## EXERCISE TASK:
Find each line in the data below that contains the string "mountain", matching case, and copy those lines.

## DATASET ROWS:
begin
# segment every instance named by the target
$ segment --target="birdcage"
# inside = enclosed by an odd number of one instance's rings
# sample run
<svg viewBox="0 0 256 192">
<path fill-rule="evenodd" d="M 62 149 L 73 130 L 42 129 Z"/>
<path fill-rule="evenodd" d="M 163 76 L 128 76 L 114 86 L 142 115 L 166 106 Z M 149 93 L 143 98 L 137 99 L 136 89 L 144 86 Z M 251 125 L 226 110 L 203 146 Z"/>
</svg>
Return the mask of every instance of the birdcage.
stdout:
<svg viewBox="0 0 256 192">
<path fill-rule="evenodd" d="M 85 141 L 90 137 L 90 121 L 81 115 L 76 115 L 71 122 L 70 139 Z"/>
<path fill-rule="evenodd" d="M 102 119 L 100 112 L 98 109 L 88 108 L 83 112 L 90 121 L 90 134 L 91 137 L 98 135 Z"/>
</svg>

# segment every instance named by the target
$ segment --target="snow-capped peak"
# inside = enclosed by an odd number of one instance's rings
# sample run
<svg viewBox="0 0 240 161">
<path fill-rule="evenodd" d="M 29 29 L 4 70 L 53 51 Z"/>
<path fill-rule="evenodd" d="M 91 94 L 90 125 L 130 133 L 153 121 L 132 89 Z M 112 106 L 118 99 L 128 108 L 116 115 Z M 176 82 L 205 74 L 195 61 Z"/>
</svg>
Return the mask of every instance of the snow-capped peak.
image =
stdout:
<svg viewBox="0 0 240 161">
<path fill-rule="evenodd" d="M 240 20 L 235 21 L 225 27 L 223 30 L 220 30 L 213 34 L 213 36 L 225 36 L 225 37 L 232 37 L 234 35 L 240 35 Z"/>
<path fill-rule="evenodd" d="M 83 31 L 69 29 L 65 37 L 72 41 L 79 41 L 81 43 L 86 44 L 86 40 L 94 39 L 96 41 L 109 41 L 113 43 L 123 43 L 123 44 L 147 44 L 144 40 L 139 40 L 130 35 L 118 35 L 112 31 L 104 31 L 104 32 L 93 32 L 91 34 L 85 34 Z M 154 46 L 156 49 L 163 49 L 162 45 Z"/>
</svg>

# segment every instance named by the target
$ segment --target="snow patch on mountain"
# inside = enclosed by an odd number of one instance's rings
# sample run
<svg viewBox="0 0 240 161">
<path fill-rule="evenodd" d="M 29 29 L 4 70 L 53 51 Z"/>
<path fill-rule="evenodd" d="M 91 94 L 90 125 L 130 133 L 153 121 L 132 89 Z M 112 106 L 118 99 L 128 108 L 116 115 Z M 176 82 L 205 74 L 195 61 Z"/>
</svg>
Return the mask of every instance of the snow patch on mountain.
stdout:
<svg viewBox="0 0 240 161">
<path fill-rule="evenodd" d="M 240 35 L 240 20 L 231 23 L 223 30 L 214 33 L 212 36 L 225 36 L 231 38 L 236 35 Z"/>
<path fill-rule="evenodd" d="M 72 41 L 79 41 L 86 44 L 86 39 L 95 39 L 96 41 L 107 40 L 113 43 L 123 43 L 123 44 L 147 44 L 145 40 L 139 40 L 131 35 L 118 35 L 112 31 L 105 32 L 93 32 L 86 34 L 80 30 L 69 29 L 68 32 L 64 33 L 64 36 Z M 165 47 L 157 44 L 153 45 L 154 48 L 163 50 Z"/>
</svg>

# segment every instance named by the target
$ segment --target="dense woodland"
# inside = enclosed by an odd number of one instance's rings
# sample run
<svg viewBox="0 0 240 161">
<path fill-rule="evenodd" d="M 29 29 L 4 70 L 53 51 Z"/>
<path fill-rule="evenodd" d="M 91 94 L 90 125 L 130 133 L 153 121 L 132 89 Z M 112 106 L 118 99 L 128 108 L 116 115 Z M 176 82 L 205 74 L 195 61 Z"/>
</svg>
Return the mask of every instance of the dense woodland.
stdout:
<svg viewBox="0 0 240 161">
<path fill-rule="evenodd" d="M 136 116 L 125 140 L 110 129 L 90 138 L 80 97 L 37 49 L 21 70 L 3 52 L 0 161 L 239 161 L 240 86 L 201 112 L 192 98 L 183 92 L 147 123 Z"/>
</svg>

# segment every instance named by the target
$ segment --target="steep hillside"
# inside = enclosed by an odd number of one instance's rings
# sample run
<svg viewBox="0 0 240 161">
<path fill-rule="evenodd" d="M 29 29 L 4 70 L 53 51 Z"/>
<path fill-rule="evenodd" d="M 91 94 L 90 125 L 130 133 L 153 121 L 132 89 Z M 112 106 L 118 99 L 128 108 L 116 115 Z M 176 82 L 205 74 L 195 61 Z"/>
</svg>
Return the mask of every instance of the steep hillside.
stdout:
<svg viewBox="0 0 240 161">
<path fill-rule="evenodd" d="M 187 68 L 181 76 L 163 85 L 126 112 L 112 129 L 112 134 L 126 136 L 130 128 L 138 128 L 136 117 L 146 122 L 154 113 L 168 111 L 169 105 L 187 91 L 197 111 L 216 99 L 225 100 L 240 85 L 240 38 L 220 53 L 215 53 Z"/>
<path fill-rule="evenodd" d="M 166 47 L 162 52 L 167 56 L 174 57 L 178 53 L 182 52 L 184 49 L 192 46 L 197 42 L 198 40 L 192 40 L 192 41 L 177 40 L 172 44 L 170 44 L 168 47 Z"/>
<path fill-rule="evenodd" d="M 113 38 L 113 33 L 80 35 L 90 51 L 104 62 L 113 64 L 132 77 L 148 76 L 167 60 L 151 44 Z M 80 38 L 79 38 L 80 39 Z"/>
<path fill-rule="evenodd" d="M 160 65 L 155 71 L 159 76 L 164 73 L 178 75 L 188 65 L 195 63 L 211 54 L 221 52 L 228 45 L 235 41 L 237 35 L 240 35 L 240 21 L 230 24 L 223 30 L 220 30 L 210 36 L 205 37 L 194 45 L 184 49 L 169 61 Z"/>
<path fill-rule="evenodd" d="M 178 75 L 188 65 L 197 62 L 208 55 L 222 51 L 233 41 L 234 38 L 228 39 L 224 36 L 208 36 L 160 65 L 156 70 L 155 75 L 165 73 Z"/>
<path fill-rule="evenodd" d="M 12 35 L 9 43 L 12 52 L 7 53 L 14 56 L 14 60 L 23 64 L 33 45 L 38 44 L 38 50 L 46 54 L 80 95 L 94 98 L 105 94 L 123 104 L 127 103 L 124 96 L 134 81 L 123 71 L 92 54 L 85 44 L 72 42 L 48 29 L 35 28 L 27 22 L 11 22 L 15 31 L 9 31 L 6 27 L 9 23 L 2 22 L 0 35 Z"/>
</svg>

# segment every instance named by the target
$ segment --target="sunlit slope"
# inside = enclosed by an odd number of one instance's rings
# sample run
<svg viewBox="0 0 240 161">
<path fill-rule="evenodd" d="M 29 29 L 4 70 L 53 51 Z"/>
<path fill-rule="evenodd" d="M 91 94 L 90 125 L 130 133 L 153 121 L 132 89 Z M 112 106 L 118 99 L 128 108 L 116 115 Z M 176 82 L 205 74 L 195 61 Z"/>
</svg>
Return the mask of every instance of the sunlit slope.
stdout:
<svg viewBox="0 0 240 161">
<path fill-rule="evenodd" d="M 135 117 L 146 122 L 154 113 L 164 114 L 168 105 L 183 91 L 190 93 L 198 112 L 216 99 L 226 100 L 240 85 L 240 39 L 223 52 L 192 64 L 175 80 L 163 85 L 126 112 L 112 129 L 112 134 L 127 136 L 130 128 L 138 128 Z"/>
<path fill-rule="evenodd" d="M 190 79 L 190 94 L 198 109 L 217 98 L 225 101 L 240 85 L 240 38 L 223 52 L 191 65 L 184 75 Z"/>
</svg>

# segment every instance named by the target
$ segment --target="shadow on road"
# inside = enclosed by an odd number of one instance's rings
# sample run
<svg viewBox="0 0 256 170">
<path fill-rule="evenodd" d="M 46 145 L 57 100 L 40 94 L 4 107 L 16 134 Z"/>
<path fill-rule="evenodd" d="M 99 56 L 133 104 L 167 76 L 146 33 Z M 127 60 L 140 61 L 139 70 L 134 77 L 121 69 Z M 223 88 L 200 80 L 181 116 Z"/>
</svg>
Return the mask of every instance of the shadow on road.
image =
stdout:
end
## THE OUTPUT:
$ segment --target="snow patch on mountain"
Return the mask of every instance of the snow patch on mountain.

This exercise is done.